======== MATERIALS PROVIDED

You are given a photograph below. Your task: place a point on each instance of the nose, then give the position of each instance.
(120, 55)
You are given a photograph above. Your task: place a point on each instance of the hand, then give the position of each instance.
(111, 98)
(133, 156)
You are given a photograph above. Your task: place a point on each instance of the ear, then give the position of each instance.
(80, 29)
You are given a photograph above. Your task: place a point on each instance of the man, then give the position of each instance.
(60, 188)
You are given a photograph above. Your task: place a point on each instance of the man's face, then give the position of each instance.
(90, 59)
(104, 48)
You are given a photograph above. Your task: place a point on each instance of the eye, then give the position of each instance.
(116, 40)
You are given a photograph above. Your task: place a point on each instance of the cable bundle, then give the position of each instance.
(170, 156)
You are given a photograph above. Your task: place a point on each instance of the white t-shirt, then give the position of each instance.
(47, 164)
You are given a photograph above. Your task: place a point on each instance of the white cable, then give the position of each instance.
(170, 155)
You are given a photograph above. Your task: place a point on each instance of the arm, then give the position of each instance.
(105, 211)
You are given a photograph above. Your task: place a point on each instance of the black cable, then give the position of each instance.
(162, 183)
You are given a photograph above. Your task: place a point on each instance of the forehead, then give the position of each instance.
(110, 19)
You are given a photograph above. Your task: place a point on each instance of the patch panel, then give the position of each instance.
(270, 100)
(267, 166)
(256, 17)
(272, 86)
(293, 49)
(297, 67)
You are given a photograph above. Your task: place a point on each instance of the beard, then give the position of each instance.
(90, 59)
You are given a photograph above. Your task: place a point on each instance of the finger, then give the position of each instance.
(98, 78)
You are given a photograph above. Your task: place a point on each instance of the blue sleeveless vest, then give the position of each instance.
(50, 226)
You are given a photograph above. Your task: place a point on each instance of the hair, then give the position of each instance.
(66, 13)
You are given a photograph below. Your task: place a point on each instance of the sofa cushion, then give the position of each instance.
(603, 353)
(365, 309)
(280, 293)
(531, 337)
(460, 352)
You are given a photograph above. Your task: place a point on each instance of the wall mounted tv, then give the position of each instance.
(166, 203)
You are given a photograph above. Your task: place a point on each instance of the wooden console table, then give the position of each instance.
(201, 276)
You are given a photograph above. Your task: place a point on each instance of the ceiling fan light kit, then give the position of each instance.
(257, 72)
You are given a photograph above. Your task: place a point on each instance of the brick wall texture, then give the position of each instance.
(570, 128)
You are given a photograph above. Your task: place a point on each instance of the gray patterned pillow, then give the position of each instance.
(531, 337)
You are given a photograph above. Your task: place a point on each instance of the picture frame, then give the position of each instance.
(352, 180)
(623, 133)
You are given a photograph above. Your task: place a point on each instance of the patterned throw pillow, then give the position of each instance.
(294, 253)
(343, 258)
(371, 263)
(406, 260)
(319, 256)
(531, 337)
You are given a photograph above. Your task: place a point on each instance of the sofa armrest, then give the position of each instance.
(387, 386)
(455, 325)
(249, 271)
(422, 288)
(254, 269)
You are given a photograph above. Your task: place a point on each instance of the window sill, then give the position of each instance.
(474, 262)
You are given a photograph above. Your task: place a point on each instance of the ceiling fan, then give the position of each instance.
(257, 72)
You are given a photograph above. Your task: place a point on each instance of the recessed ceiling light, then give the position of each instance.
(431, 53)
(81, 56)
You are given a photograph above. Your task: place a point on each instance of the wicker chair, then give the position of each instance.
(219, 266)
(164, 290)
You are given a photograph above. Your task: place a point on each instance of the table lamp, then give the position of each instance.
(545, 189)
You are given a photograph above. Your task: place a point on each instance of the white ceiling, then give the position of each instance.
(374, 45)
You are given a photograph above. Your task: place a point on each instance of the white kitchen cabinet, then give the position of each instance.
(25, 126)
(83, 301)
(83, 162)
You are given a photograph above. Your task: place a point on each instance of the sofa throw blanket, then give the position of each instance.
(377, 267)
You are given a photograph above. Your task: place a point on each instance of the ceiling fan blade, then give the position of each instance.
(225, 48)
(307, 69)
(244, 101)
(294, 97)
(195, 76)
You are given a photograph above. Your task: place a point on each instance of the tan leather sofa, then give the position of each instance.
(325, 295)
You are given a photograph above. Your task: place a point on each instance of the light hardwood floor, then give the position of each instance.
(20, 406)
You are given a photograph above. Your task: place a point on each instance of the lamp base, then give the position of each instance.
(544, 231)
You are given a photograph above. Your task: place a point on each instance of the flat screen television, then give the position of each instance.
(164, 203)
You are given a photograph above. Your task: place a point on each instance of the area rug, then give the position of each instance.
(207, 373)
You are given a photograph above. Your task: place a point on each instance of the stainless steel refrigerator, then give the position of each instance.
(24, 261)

================

* WHAT YOU HAVE TO DO *
Please quote all of the rows above verbatim, from the first through the last.

* CORRECT RESULT *
You are given a photograph below. Your task: place a point on each instance of the nose, then give the position of each instance.
(120, 55)
You are given a photograph above. Your task: place a point on each instance of the hand, then give the position of each instance.
(111, 98)
(133, 156)
You are given a photograph above. Your task: place a point on each instance of the ear, then give the position of each instance.
(80, 29)
You are given a photograph above. Your task: place a point on each instance of the man, then give the position of each instance.
(60, 188)
You are given a photograph above. Your task: place a point on each instance of the man's face, then give the position of each instance.
(90, 59)
(104, 48)
You are given a photograph above. Your task: place a point on each instance of the eye, then give the position of each instance.
(116, 40)
You are given a photograph above. Your task: place a point on each instance of the cable bundle, then give the position of each instance.
(170, 156)
You are given a photograph above. Your task: place a point on each instance of the white t-shirt, then give the position of each instance.
(47, 164)
You are given a photograph above. Your task: place a point on each instance of the white cable, then give the position of each instance.
(170, 155)
You are given a photograph above. Your task: place a point on each instance of the arm, then give the position of each instance.
(105, 211)
You are given a photograph above. Your task: place a point on each instance of the black cable, then give the position of each instance.
(162, 183)
You are given a photograph above. Your task: place a point on each instance of the forehead, then give the position of each instance.
(110, 19)
You are given a photograph above. Your task: place a point on each instance of the patch panel, then give the position of each instance.
(270, 100)
(267, 166)
(256, 17)
(272, 86)
(293, 49)
(297, 67)
You are given a photograph above. Your task: place a point on each instance of the beard, then give the position of each instance.
(90, 59)
You are given a photograph above. Your task: place a point on each instance of the finger, then give the position of each instance.
(98, 78)
You are given a photograph above. Your task: place a point on each instance of the blue sleeveless vest, then give the position of each instance.
(50, 226)
You are given a photograph above. Your task: place a point on each instance of the hair, then give the position of each instance.
(66, 13)
You are given a photograph below. Your task: place a point on each instance of the sofa cushion, then give the position of each instance.
(603, 353)
(365, 309)
(280, 293)
(531, 337)
(460, 352)
You are given a photograph above. Your task: place a point on each instance of the wall mounted tv, then give the position of each instance.
(166, 203)
You are given a photograph above. Your task: place a point on each instance of the wooden console table, then give the position of each instance.
(201, 276)
You are given a photograph above. Your task: place a point on each instance of the ceiling fan light kit, then give the position of each instance.
(257, 72)
You are given a photograph above. Your task: place a point on each instance of the brick wall texture, then give the position of each instance.
(570, 128)
You are given a photograph above. Your task: place a point on each instance of the gray patterned pillow, then give the position of each instance.
(531, 337)
You are given a photograph above. Your task: place a point on each instance of the picture frame, then give the position of each instance.
(352, 180)
(623, 133)
You are given a photograph above. Your task: place a point on each instance of the patterned throw pillow, then give the position of each instance.
(294, 253)
(343, 258)
(371, 263)
(406, 260)
(319, 256)
(531, 337)
You are given a photograph above. Your task: place a point on each instance of the sofa armrest, then give the position of each instance.
(387, 386)
(455, 325)
(249, 271)
(422, 288)
(254, 269)
You are given a photograph above. Your task: place a point on each instance of the window sill, then give the position of each instance.
(474, 262)
You are given a photograph above. Your task: place a point on each instance of the ceiling fan, then give the position of each instance.
(257, 72)
You are given a photograph above. Your task: place a point on each instance of the recessed ceiling light, then give the position of each instance.
(431, 53)
(81, 56)
You are given a photograph above. Your task: place a point on each instance of the wicker chair, then give the position of each instance.
(219, 266)
(164, 290)
You are given a photograph above. Your task: place a point on each instance of the table lamp, then give the position of each instance.
(545, 189)
You are given a photograph above. Your task: place a point on each instance of the white ceiling, then give the position of each instance.
(374, 45)
You are given a photograph above. Your task: place a point on each instance of the white kitchen cabinet, then give the position of each instance.
(25, 126)
(83, 301)
(83, 162)
You are given a photograph above. Your task: place a point on each instance of the sofa throw blanket, then give the position of each instance.
(377, 267)
You are given a photograph above. Your task: place a point on each instance of the ceiling fan blade, then give the position of each instance.
(225, 48)
(307, 69)
(244, 101)
(294, 97)
(195, 76)
You are given a photograph above. Your task: place a point on each instance of the tan leather sofa, then give the position of each instance.
(325, 295)
You are given a photograph above. Your task: place a point on each instance of the light hardwood floor, then give the position of each instance.
(20, 406)
You are given a photograph above. Your task: place a point on each instance of the lamp base, then give the position of each instance.
(544, 231)
You are given a photograph above. Your task: place a point on each instance of the flat screen television, then give the position of each instance.
(164, 203)
You are given a photograph above. Your task: place a point on each instance of the area rug, then give the position of each instance.
(207, 373)
You are given a photograph above. Your task: place a point on each instance of the stainless steel refrigerator, then give the position of each instance.
(24, 261)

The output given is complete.